§ **Goal**: Copy every line of the listing below without any change, and leave the pictures out of your copy.

Entries from a set of point annotations:
** Start **

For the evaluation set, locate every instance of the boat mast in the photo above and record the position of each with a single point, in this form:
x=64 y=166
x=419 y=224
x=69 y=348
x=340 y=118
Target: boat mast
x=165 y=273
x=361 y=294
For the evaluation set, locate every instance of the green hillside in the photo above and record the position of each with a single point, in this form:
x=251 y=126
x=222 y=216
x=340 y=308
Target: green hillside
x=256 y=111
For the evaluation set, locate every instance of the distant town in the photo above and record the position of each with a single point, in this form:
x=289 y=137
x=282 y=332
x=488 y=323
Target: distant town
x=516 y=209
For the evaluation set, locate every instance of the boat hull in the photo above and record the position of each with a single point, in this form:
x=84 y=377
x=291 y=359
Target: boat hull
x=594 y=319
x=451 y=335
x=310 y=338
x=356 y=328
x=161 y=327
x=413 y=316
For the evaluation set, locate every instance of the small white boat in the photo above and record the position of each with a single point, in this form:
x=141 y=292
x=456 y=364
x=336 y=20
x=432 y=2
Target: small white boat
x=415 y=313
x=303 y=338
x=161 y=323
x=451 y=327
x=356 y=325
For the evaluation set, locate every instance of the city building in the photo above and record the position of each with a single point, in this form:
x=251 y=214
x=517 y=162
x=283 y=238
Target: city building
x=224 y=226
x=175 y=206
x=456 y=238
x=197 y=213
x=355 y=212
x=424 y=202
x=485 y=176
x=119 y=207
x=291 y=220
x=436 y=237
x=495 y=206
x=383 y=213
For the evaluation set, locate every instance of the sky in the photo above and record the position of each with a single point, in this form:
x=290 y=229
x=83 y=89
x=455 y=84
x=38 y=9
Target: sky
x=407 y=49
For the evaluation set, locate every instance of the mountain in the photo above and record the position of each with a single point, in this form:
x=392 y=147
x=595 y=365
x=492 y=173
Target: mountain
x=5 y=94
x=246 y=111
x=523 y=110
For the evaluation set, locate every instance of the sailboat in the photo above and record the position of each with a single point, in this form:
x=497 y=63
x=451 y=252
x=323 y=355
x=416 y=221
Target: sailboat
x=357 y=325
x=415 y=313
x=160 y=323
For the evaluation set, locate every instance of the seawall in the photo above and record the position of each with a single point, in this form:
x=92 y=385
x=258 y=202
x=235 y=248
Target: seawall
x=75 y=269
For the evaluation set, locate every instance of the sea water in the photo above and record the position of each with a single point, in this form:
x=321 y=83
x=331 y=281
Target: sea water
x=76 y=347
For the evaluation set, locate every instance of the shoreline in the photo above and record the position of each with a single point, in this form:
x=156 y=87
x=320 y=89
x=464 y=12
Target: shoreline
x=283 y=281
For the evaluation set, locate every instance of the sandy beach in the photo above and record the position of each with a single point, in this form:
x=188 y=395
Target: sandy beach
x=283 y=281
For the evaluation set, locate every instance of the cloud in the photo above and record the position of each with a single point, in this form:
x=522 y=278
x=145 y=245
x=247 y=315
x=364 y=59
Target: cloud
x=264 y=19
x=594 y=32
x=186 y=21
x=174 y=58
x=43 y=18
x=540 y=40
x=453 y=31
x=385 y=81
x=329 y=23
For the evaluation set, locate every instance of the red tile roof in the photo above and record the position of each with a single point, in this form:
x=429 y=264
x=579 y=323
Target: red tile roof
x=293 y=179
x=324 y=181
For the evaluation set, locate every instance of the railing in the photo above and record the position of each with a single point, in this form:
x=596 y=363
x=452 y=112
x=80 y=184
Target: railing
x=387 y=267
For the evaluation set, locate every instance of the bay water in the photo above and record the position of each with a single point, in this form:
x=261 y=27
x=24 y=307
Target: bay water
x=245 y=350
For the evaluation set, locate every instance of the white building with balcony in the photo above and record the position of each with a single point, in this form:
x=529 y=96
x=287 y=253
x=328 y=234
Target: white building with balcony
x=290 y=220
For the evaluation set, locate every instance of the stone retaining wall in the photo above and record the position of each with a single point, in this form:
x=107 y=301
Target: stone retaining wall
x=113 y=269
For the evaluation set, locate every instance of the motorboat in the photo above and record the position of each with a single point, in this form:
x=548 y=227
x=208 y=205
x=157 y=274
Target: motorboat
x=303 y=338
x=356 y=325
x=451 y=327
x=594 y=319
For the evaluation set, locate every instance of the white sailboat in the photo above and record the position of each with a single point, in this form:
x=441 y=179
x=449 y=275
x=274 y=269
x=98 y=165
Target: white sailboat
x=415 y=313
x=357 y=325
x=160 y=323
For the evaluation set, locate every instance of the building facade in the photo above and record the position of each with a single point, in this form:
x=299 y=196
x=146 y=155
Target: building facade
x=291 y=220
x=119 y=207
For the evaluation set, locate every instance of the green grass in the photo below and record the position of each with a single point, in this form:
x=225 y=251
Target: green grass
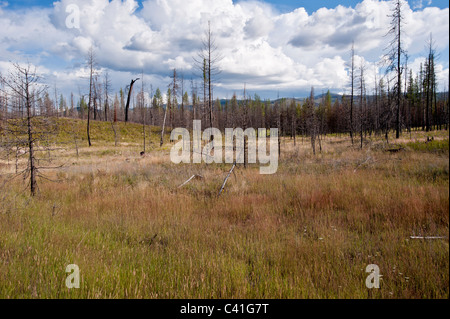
x=308 y=231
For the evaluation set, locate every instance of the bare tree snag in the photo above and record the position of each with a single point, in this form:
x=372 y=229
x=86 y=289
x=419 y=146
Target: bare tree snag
x=128 y=99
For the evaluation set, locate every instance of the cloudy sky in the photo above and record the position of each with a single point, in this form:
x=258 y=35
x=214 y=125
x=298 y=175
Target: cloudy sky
x=273 y=47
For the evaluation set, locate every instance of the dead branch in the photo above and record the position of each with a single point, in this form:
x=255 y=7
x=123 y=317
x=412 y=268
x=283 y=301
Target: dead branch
x=191 y=178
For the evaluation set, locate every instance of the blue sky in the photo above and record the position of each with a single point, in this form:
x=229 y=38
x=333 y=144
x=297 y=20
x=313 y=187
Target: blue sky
x=282 y=51
x=282 y=5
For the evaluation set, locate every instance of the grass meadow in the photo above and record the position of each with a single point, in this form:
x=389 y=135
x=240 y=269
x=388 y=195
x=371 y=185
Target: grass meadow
x=308 y=231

** End **

§ **Solution for this problem**:
For the evaluation set, locate every instance of the boat mast in the photo above and record the position of each with a single point, in this form:
x=64 y=166
x=419 y=224
x=69 y=348
x=340 y=118
Target: boat mast
x=165 y=273
x=361 y=294
For the evaluation set, locate every instance of the green hillside in the photo above and record the position of each with a single point, in this form:
x=251 y=126
x=222 y=216
x=340 y=308
Target: green hillside
x=256 y=111
For the evaluation set, locate every instance of the distant town in the photo above and record the position of each with a single point, in this form:
x=289 y=137
x=282 y=332
x=488 y=323
Target: distant town
x=516 y=209
For the evaluation set, locate every instance of the boat hull in the photo above and record the position of each with a single point, in this form:
x=84 y=377
x=291 y=359
Target: boat hull
x=594 y=319
x=451 y=335
x=310 y=338
x=356 y=328
x=161 y=327
x=413 y=316
For the evaluation set, locate every instance of the small white boat in the photo above and record the position of each with a single point, in this form:
x=141 y=292
x=456 y=364
x=336 y=20
x=432 y=2
Target: small white boat
x=415 y=313
x=303 y=338
x=161 y=323
x=451 y=327
x=356 y=325
For the evaluation set, locate every instance of the city building in the photo above and record the position of each with a single point, in this form:
x=251 y=214
x=517 y=162
x=283 y=238
Target: city building
x=224 y=226
x=175 y=206
x=456 y=238
x=197 y=213
x=355 y=212
x=424 y=202
x=485 y=176
x=119 y=207
x=291 y=220
x=436 y=237
x=495 y=206
x=383 y=213
For the evaluation set, locate every instance of the sky in the photo above and record the position of each with a single point, in this form:
x=290 y=229
x=83 y=89
x=455 y=84
x=38 y=9
Target: sky
x=407 y=49
For the evaluation set, locate every instance of the mountain in the photo above and record the position of each with a single point, in this form:
x=392 y=147
x=595 y=365
x=492 y=173
Target: mountain
x=5 y=94
x=246 y=111
x=523 y=110
For the evaluation set, locate every instance of the sailboat in the photo above and record the position of each with a single point, in this form:
x=497 y=63
x=451 y=252
x=323 y=355
x=416 y=221
Target: sailboat
x=357 y=325
x=415 y=313
x=160 y=323
For the evaluation set, locate every instance of the seawall in the photo above and record the position of each with a single point, in this form:
x=92 y=385
x=258 y=202
x=235 y=248
Target: seawall
x=75 y=269
For the evaluation set, locate every instance of the sea water in the photo above and record the position of each with a single point, in this form:
x=321 y=83
x=331 y=281
Target: sea water
x=76 y=347
For the evaluation set, locate every instance of the shoreline in the photo above and record the position of each with a single point, in this form:
x=156 y=87
x=320 y=89
x=464 y=12
Target: shoreline
x=283 y=281
For the evaluation set, locate every instance of the sandy beach in the photo above and record the position of each with a single point, in this form:
x=188 y=395
Target: sandy beach
x=283 y=281
For the evaluation set, locate every instance of the cloud in the photo above and record the position of each with a single point, in this form:
x=522 y=278
x=145 y=245
x=247 y=315
x=364 y=59
Target: cloud
x=264 y=19
x=594 y=32
x=186 y=21
x=174 y=58
x=43 y=18
x=540 y=40
x=453 y=31
x=385 y=81
x=329 y=23
For the evaluation set, locate every instance of the red tile roof in the photo above and record the position of each with a single point, in this form:
x=429 y=264
x=579 y=323
Target: red tile roof
x=293 y=179
x=324 y=181
For the evaluation set, locate every instance of the railing in the photo above and record the position of each with a single point, in this form:
x=596 y=363
x=452 y=112
x=80 y=184
Target: railing
x=387 y=267
For the evaluation set, locate every instance of the bay water in the photo above and record the position of each with a single point, in this form:
x=261 y=27
x=24 y=307
Target: bay water
x=245 y=350
For the evaluation set, locate every instance of the white building with balcony in the photo above and record the position of each with a single point, in this form:
x=529 y=96
x=287 y=253
x=328 y=234
Target: white building with balcony
x=290 y=220
For the evaluation set, locate every instance of the stone retaining wall in the photo above and record the position of each with a single point, in this form:
x=107 y=301
Target: stone retaining wall
x=113 y=269
For the evaluation set, locate every instance of the motorboat in the photo above and record the position of each with a single point, in this form:
x=548 y=227
x=208 y=205
x=157 y=274
Target: motorboat
x=303 y=338
x=356 y=325
x=451 y=327
x=594 y=319
For the evaluation set, locate every instance of the white sailboat in the photo above and record the position of each with a single point, in this form:
x=441 y=179
x=449 y=275
x=274 y=269
x=98 y=165
Target: white sailboat
x=415 y=313
x=357 y=325
x=160 y=323
For the evaluation set, locate every instance of the building facade in the photo above and record the position of each with a single point, in this form:
x=299 y=196
x=146 y=155
Target: building facade
x=291 y=220
x=119 y=207
For the evaluation set, locate every instance of the green grass in the photo below and record the position of each with a single point, in this form:
x=225 y=251
Target: green grass
x=308 y=231
For the evaluation set, locate every instance of the bare tree snag in the photo above and record the position of each with a single point, in this form:
x=372 y=229
x=86 y=289
x=419 y=146
Target: bare tree snag
x=128 y=99
For the evaluation set, locate every instance of the cloudy sky in the photo above and record the position of each with a single point, in this form:
x=258 y=35
x=214 y=125
x=298 y=175
Target: cloudy sky
x=273 y=47
For the evaluation set, locate every instance of the dead branch in the photo above and record the position of each with a single point, in this form:
x=255 y=7
x=123 y=317
x=412 y=268
x=283 y=301
Target: dead branch
x=191 y=178
For the evaluation set, locate every instance of the blue sky in the photo above and record the position of each with a single point, in this form:
x=229 y=38
x=333 y=144
x=297 y=20
x=313 y=187
Target: blue sky
x=282 y=51
x=282 y=5
For the evaluation set, locate every instance of the grass meadow in the photo above and record the position of each with a single point, in this form:
x=389 y=135
x=240 y=269
x=388 y=195
x=371 y=185
Target: grass meadow
x=308 y=231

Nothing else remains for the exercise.